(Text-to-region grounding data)
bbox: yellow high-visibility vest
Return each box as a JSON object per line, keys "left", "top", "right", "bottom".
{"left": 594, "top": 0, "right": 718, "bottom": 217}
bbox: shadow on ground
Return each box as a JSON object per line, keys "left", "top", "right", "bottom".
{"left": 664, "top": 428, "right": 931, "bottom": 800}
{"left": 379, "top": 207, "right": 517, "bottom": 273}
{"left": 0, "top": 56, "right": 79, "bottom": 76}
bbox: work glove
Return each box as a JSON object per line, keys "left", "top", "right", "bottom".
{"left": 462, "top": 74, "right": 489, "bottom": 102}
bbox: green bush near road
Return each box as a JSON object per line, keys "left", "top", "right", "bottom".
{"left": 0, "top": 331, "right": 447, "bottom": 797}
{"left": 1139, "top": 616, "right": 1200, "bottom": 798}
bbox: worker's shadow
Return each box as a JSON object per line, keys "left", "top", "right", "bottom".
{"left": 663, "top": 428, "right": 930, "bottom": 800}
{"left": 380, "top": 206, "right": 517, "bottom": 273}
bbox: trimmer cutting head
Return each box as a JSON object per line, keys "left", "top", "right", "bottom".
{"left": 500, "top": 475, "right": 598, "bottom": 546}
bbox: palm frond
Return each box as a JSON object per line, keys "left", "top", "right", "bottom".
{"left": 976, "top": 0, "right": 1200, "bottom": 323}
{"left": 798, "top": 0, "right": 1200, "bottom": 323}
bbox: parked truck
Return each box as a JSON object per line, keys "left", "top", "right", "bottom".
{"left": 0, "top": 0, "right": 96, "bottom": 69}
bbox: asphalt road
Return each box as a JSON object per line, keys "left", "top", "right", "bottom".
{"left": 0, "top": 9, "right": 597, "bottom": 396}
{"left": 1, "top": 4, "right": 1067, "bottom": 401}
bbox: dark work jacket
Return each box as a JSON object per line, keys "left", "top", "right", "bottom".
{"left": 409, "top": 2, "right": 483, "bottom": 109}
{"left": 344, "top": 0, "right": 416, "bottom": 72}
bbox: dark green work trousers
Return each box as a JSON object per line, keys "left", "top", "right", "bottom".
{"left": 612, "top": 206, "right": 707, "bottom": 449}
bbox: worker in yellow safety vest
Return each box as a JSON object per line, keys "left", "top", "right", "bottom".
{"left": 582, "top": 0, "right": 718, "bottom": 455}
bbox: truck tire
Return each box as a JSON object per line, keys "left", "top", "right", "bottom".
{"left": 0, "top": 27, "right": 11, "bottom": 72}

- [Instructions to follow]
Print out all of the data above word for word.

- [Answer to the exercise]
bbox: yellow high-visibility vest
Return each box as a JSON object per line, keys "left", "top", "right", "bottom".
{"left": 594, "top": 0, "right": 718, "bottom": 217}
bbox: shadow on ground
Return each box as a JSON object per line, keys "left", "top", "right", "bottom".
{"left": 664, "top": 428, "right": 931, "bottom": 800}
{"left": 379, "top": 207, "right": 517, "bottom": 273}
{"left": 0, "top": 56, "right": 79, "bottom": 76}
bbox: work glove
Return each box as a JSON object per line, keys "left", "top", "right", "bottom".
{"left": 462, "top": 74, "right": 489, "bottom": 102}
bbox: green bush near road
Return each box as a JSON object per line, keys "left", "top", "right", "bottom".
{"left": 0, "top": 331, "right": 447, "bottom": 797}
{"left": 1139, "top": 616, "right": 1200, "bottom": 798}
bbox: worker's shadow
Return each box as a JSON object per line, keys "left", "top", "right", "bottom".
{"left": 663, "top": 428, "right": 930, "bottom": 800}
{"left": 380, "top": 206, "right": 517, "bottom": 273}
bbox: trimmer cutting head
Return each box as a JSON object per line, keys "left", "top", "right", "bottom".
{"left": 500, "top": 475, "right": 598, "bottom": 546}
bbox: palm frond
Return each box as a JSON object per line, keys "left", "top", "right", "bottom".
{"left": 976, "top": 0, "right": 1200, "bottom": 323}
{"left": 798, "top": 0, "right": 1200, "bottom": 323}
bbox: parked truck
Return each box as a JSON object per line, keys "left", "top", "right", "bottom".
{"left": 0, "top": 0, "right": 96, "bottom": 69}
bbox: asphalt road
Return each box as a JSON object per line, keys "left", "top", "right", "bottom".
{"left": 0, "top": 9, "right": 597, "bottom": 396}
{"left": 1, "top": 4, "right": 1067, "bottom": 401}
bbox: dark work jacket
Return each box as a JSON object per line, keys "left", "top", "right", "bottom".
{"left": 409, "top": 2, "right": 483, "bottom": 109}
{"left": 344, "top": 0, "right": 416, "bottom": 72}
bbox: dark green work trousers
Return each box as a JSON object per line, keys "left", "top", "right", "bottom".
{"left": 612, "top": 206, "right": 707, "bottom": 449}
bbox: worker in yellow safety vest
Return each box as a JSON object per line, keys "left", "top", "right", "bottom".
{"left": 582, "top": 0, "right": 718, "bottom": 455}
bbox: truck tire
Return each box as a JSON object per line, keys "left", "top", "right", "bottom".
{"left": 0, "top": 27, "right": 11, "bottom": 72}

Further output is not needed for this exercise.